* Фрагмент документа *
★ ★ ★ ★

Когда Баал-Шем должен был совершить трудное деяние, он отправлялся в некое место в лесу, разводил костер и погружался в молитву… и то, что он намеревался свершить, свершалось. Когда в следующем поколении Магид из Межерича сталкивался с той же самой задачей, он отправлялся в то же место в лесу и рек: «Мы не можем больше разжечь огонь, но мы можем читать молитвы…» И то, что он хотел осуществить, осуществлялось. По прошествии еще одного поколения рабби Моше Лейб из Сасова должен был свершить такое же деяние. Он также отправлялся в лес и молвил: «Мы не можем больше разжечь огонь, мы не знаем тайных медитаций, оживляющих молитву, но мы знаем место в лесу, где все это происходит… и этого должно быть достаточно». И этого было достаточно. Но когда минуло еще одно поколение и рабби Исраэль из Ружина должен был свершить это деяние, он сел в свое золотое кресло в своем замке и сказал: «Мы не можем разжечь огонь, мы не можем прочесть молитв, мы не знаем больше места, но мы можем поведать историю о том, как это делалось». И… история, рассказанная им, оказывала то же действие, что и деяния трех других87.
Свою миссию Шолем видит в том же: рассказать историю о том, как иудейские мистики разжигали огонь любви к Богу, то есть создать цельное мифологическое повествование о каббале, использовав для этого исторический материал. И эта интенция на глубинном уровне роднит его с магистральной идеей круга Эранос.

★ ★ ★ ★

* Исходные данные *
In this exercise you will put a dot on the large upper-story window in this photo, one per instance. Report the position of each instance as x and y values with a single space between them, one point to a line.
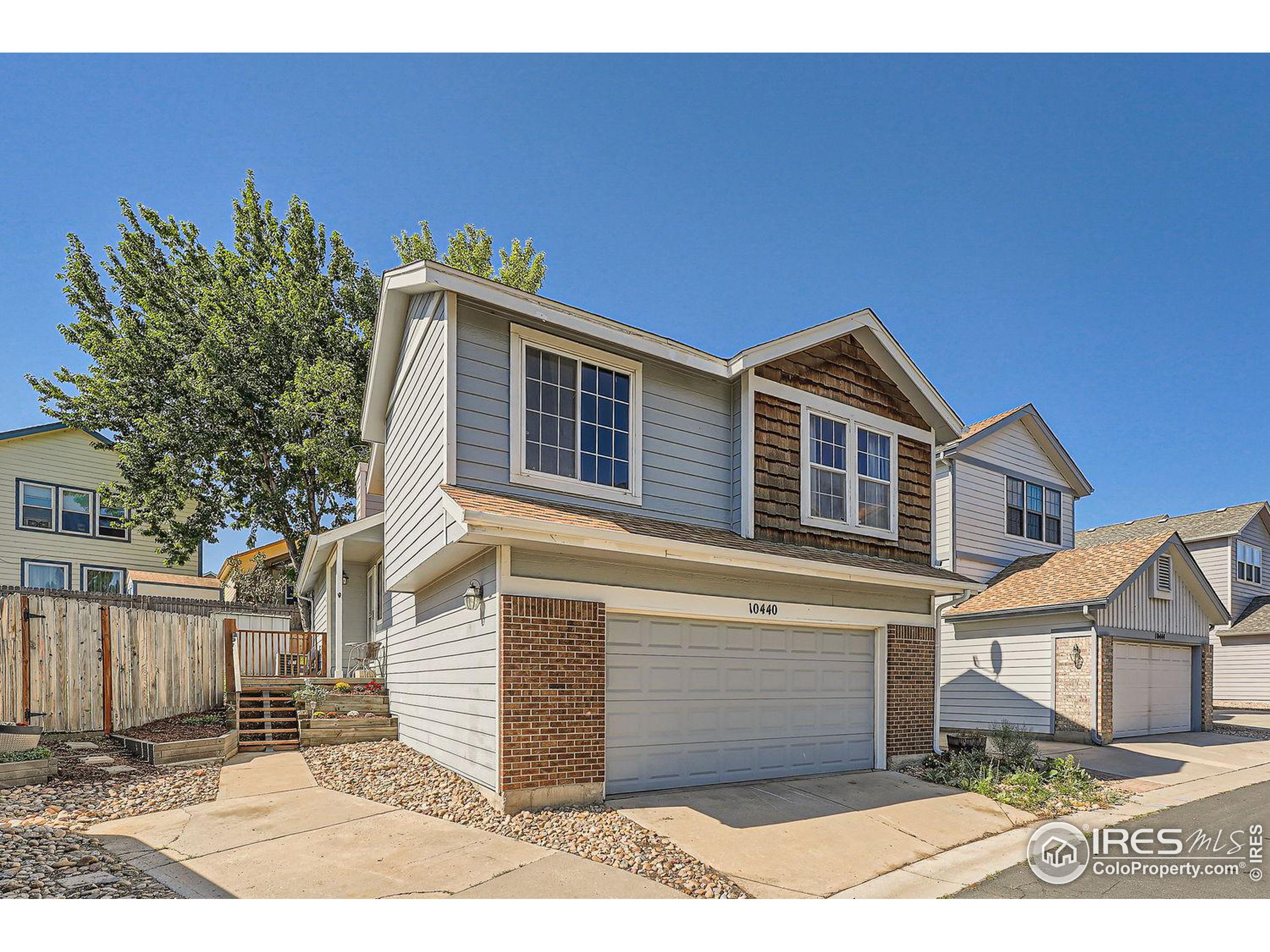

★ ★ ★ ★

* Ваши задания *
1. Где сидел рабби Исраэль из Ружина, когда рассказывал историю, судя по фрагменту о притче про Баал-Шема?
2. Допишите, пожалуйста, продолжение фрагмента о притче про Баал-Шема, начиная сразу после его последнего предложения.
Эти данные никак не связаны с фрагментом о притче про Баал-Шема.

* Ответы по заданиям *
1. В своем золотом кресле в своем замке.

2.
При этом Шолем не раз подчеркивал свое несогласие с некоторыми центральными положениями круга. Так, в докладе «Идентификация и дистанция», сделанном в 1979 году на семинаре Эранос, он подвел промежуточный итог своей деятельности в рамках круга, при этом подчеркнув, что идея отождествления ученого с исследуемым предметом, так активно поддерживаемая Ольгой Фрёбе, была чужда ему:
…она хотела вдохновленных докладчиков, а не профессоров, хотя все они и назывались профессорами… Я на самом деле считаю, что тот, кто полностью отождествляет себя с предметом своего исследования, теряет определенную научную систему измерений, без которой не может быть исследования. Ученый – не священник, и было бы ошибкой пытаться сделать священника из ученого88.
Как видим, эта позиция идет вразрез с общим настроем круга, ярко выражаемым тем же Анри Корбеном.
Чужда Шолему была и компаративистика, увлекавшая членов Эранос в сравнение различных религиозных традиций. Шолем почти не делал межкультурных обобщений, погружаясь в исследование одной культуры. Согласно Шолему, общая компаративистика может быть полезна до определенной степени, но иудейский мистицизм может быть понят лишь «как совокупность конкретных исторических феноменов»89. Хотя стоит заметить, что проведение межрелигиозных параллелей порой встречается и у него. Так, позы, принимаемые пророком Илией, он сравнивает с практиками китайских сомнамбул, делая вывод, что «такая поза полного самозабвения, судя по некоторым данным этнологии, благоприятствует самовнушению, предшествующему гипнозу»90. В научном творчестве Шолем придерживался строгого филолого-исторического подхода и фактически основал историко-критическую школу в изучении каббалы. Каббала у Шолема впервые освобождается от стойких ассоциаций с магическими ритуалами Элифаса Леви и становится частью иудейской культуры, оказавшей значительное влияние на культуру Европы. Но при всем сказанном выше Шолем был убежден, что пишет «не историю, а метафизику Каббалы»91, и цель эта достижима, лишь если «проникнуть сквозь „туманную стену истории“, которая заволакивает наше видение каббалы»92.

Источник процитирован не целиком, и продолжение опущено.